**Your tasks**
• A. List every sector that the article on Ridham Desai's market views says he is bullish on.
• B. Reproduce word for word the stretch of the article on Ridham Desai's market views from "Other sectors Desai" through "and pharmaceutical companies.".

**Document passage**
+ + + + +

Apr 15, 2013, 04.50 PM | Source: CNBC-TV18
The worst of current account deficit could be past, says Ridham Desai, managing director, Morgan Stanley.
Ridham Desai (more)
MD & Head of India Research, Morgan Stanley | Capital Expertise: Equity - Fundamental
In an interview with CNBC-TV18, he says the market could be under pressure near term, but will recover going forward, led by improving earnings growth a pick up in corporate investments. He does not see any currency risk to the market, and is of the view that global liquidity is in favour of the Indian market at this stage.
Desai is penciling in a 15 percent earnings growth in the broader market, comprising midcaps and small caps.
Desai is bullish on the IT sector, as he feels valuations are attractive. He expects the sector to recover in the second half of the current calendar.
Other sectors Desai is bullish on include banking and energy (oil). He expects energy companies to surprise on March quarter earnings. Desai is bearish on power utilities and pharmaceutical companies.

+ + + + +

**Information supplied**
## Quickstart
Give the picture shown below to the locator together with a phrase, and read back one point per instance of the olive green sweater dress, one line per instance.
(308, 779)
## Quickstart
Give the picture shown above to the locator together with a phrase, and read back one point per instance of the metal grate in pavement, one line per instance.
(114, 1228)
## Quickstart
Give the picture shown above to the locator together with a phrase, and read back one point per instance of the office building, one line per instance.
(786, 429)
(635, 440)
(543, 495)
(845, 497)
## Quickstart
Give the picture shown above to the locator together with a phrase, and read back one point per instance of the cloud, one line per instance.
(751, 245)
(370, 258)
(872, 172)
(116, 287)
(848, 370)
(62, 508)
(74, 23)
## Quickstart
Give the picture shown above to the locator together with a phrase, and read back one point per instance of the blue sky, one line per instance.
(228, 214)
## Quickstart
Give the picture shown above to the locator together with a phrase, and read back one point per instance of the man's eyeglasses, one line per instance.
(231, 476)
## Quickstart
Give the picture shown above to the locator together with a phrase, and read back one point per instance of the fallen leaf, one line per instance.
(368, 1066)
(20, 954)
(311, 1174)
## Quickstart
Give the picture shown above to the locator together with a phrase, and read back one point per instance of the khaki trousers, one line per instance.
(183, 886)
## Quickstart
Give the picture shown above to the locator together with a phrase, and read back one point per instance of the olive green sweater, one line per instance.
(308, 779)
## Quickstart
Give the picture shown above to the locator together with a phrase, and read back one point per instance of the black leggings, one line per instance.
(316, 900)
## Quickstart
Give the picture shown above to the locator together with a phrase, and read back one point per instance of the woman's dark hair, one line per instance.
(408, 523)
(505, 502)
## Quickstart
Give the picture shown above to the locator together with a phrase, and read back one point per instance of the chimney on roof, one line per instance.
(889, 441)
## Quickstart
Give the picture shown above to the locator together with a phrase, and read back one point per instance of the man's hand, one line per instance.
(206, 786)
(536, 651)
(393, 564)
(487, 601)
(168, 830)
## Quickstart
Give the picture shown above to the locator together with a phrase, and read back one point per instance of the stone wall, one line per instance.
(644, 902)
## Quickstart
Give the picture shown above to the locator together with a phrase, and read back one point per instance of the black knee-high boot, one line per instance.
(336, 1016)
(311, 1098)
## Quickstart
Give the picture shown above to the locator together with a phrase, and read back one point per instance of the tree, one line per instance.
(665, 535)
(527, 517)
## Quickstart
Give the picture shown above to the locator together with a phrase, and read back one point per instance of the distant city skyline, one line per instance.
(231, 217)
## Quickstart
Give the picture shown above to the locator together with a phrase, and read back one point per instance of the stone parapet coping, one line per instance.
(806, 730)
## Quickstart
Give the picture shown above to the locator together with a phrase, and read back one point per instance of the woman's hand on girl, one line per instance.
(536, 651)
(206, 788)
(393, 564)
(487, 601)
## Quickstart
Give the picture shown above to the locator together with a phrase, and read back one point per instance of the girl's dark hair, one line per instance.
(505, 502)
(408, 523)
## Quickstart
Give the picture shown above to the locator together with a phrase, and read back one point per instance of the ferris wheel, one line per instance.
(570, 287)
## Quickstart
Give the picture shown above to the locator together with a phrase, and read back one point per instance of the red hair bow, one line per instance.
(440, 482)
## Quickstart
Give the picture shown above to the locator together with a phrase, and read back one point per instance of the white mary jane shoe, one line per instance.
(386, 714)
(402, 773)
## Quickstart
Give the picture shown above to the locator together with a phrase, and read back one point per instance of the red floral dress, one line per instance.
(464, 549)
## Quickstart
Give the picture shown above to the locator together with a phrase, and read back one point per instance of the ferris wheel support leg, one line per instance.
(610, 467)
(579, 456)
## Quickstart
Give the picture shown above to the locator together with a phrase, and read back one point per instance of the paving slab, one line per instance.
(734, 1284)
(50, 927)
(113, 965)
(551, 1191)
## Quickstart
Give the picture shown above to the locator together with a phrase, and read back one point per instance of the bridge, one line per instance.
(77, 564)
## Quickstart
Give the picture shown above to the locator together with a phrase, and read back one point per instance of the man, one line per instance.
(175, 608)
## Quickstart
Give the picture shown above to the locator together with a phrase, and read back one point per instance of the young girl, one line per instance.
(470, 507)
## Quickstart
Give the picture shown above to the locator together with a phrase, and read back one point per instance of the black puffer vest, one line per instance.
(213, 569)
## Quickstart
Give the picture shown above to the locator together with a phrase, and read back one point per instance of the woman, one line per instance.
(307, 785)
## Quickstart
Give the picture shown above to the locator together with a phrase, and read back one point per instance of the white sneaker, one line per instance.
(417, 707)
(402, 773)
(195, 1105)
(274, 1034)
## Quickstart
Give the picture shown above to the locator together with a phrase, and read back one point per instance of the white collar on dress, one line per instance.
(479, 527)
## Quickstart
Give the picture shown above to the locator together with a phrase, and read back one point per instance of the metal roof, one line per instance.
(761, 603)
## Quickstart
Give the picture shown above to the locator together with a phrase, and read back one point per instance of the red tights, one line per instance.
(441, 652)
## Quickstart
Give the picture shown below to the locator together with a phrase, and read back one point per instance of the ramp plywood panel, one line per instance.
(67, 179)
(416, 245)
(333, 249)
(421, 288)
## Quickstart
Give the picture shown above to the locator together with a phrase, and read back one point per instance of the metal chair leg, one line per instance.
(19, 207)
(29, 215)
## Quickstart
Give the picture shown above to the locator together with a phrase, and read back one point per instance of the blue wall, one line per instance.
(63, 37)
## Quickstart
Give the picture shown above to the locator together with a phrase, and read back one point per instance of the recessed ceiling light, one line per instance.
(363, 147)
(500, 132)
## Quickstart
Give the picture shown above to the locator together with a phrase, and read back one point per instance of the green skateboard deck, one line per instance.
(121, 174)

+ + + + +

**Answers for this exercise**
• A. IT, banking, energy (oil)

• B.
Other sectors Desai is bullish on include banking and energy (oil). He expects energy companies to surprise on March quarter earnings. Desai is bearish on power utilities and pharmaceutical companies.